(Point-per-instance localization data)

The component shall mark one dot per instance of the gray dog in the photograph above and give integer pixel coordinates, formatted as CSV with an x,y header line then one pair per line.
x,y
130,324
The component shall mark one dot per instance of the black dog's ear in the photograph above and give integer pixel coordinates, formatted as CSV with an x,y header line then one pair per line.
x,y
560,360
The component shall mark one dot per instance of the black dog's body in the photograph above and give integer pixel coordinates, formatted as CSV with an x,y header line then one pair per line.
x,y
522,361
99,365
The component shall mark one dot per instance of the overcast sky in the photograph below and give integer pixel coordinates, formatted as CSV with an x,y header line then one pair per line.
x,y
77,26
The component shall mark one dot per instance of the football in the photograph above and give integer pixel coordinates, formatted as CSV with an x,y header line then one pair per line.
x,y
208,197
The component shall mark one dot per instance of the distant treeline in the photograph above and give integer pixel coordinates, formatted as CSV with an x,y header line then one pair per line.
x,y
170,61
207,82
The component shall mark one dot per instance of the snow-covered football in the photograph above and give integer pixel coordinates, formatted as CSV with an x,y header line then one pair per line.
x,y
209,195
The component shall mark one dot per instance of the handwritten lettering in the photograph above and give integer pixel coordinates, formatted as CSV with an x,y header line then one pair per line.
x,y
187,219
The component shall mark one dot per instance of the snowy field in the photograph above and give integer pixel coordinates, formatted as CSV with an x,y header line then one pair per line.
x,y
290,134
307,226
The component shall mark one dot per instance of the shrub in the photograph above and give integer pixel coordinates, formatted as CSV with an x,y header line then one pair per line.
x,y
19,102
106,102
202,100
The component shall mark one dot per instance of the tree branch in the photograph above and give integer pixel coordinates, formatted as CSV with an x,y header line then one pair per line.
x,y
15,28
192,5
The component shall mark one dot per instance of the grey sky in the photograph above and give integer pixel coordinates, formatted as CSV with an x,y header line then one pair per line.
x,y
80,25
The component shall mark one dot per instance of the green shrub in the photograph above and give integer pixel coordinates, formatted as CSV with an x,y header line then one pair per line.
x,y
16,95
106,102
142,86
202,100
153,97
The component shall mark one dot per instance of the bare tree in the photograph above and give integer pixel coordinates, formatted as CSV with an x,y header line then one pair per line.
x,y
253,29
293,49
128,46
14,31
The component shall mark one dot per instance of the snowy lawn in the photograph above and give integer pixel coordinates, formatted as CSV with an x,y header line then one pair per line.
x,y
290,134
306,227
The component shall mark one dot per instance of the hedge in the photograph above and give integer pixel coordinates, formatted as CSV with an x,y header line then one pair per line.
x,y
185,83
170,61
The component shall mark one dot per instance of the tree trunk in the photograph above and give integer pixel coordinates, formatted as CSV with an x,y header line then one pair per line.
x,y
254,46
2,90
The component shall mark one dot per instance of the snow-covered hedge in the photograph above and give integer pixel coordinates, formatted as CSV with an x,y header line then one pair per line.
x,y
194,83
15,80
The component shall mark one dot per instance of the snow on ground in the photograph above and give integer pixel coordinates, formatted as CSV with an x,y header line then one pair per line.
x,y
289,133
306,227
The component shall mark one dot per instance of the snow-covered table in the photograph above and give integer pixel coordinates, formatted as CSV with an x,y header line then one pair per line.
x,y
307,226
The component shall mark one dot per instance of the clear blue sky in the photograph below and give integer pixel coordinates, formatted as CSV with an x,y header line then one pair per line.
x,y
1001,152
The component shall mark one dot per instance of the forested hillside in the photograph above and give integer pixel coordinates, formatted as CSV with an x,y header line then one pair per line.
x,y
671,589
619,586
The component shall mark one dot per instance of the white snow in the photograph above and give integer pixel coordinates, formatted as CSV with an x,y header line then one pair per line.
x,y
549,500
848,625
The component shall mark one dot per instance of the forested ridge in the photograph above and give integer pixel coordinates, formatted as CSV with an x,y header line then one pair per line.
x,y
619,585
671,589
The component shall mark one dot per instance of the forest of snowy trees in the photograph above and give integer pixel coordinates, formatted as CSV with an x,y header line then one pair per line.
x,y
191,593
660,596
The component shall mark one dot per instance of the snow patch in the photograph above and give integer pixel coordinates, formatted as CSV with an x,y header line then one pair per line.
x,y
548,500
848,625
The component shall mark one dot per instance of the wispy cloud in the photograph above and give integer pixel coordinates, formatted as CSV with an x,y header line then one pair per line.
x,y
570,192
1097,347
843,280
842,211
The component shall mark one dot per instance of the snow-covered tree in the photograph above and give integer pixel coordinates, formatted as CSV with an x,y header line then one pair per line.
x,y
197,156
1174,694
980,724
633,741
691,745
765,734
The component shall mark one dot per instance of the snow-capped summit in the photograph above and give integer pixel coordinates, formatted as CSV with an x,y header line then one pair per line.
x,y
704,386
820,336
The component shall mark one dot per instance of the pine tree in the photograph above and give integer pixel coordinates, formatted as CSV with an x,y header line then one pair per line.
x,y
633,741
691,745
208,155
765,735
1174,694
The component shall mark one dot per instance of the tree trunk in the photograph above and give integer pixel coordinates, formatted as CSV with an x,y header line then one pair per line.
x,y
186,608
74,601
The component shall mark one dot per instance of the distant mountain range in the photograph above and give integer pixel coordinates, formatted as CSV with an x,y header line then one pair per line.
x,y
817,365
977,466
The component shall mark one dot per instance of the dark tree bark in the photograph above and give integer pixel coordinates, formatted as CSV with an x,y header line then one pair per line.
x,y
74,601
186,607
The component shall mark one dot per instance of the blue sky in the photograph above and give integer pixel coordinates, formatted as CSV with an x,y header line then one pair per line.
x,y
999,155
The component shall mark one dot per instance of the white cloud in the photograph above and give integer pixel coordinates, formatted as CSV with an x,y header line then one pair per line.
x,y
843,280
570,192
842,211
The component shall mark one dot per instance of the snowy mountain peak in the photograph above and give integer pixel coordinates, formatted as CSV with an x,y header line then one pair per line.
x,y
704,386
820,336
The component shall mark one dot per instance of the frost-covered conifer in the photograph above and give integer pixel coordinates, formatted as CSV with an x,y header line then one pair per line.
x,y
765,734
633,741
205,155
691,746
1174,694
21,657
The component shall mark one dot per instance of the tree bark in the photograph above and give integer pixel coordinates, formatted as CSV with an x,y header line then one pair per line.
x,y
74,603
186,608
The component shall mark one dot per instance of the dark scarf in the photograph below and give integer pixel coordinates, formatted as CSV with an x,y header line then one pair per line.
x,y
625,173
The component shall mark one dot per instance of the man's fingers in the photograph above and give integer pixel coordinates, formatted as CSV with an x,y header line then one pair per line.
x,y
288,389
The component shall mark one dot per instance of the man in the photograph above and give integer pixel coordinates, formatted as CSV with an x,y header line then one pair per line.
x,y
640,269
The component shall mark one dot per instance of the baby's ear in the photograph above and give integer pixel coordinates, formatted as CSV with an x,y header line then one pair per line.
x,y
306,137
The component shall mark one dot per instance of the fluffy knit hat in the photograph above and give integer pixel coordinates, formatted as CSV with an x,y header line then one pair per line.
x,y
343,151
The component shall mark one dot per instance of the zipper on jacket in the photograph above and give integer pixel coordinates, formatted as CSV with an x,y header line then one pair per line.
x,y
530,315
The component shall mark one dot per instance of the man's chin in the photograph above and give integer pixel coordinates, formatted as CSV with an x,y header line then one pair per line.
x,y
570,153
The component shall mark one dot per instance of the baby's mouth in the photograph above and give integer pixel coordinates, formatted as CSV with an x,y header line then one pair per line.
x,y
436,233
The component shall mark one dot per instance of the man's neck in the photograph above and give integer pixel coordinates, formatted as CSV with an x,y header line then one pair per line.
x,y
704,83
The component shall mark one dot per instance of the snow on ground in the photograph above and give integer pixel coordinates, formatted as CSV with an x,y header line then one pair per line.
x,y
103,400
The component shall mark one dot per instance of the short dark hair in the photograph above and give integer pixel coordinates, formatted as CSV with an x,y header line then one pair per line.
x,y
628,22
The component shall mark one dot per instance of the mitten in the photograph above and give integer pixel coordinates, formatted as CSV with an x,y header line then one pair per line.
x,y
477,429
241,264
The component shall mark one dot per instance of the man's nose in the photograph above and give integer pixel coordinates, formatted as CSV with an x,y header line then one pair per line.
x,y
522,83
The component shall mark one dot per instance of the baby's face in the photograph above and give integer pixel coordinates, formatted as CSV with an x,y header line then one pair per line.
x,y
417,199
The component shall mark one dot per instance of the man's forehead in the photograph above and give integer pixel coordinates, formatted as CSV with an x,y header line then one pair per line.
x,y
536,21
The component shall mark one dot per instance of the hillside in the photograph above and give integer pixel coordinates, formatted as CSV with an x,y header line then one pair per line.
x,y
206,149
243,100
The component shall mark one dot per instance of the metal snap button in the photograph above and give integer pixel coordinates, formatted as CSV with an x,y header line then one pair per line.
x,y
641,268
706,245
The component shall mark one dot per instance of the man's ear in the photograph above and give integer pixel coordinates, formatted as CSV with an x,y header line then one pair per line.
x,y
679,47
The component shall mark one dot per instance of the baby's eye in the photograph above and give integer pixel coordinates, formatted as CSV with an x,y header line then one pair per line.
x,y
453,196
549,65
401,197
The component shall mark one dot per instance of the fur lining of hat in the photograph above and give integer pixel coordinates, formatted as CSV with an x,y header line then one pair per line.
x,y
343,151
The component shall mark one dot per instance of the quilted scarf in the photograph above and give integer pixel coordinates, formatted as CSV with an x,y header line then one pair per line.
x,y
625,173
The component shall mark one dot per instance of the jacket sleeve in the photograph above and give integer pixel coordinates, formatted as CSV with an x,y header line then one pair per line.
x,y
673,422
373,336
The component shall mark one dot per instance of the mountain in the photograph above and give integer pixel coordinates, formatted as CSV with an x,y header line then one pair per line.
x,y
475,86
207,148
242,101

▶ GOAL OF THE EXERCISE
Beginning with the line that holds "the baby's face", please give again each line exactly until the records end, and include that final line.

▶ RESPONSE FOR THIS EXERCISE
The component shall mark one dot per instance of the baby's face in the photograph above and give integer pixel coordinates, formatted as CSV with an x,y header line then one pair per line.
x,y
417,199
The component shall mark one dot per instance of the man's forehead in the photograph above and give integer pixel coordinates, formatted as CSV with an x,y header line then one pair per line.
x,y
536,21
The component shall mark one dot per instance of the hillside in the photograph above and give integer pixel coordinates, formatted as CSV with an x,y header line then one pair per line.
x,y
206,149
243,100
The component shall mark one dot per instance of the metal snap button in the photograph above and give integer pixel coordinates, formatted as CSV with an x,y header line then one pair per line.
x,y
641,268
706,245
The component shall mark one dot per instance of the man's ear in the photograph above and give integer pixel coordinates, formatted as CSV with an x,y header line then one pair per line.
x,y
679,47
The component shall mark one dot per instance of the baby's eye in the photograph above and give integer pixel coordinates, formatted as CSV with an x,y header line then one pair per line.
x,y
453,196
549,65
401,197
The component shall mark one dot per instance of the fur lining of hat in the photograph above and give integer pixel coordinates, formatted as CSV with an x,y header line then one pair per line.
x,y
343,151
The component shall mark one dot per instance of the quilted scarf in the photograph above and give integer pixel coordinates, formatted as CSV with an x,y header line then one pair per line.
x,y
625,173
The component shall mark one dot per instance of the jacket sleeve in the photograph above and give integer pixel coordinates, formatted as CSV with an x,y header line then one pair per line.
x,y
673,422
373,336
The component shall mark one dot per instance of the mountain in the photograph above and give integer pixel coordinates, formatted as CSV with an x,y header line then one pair per line.
x,y
475,86
207,148
242,101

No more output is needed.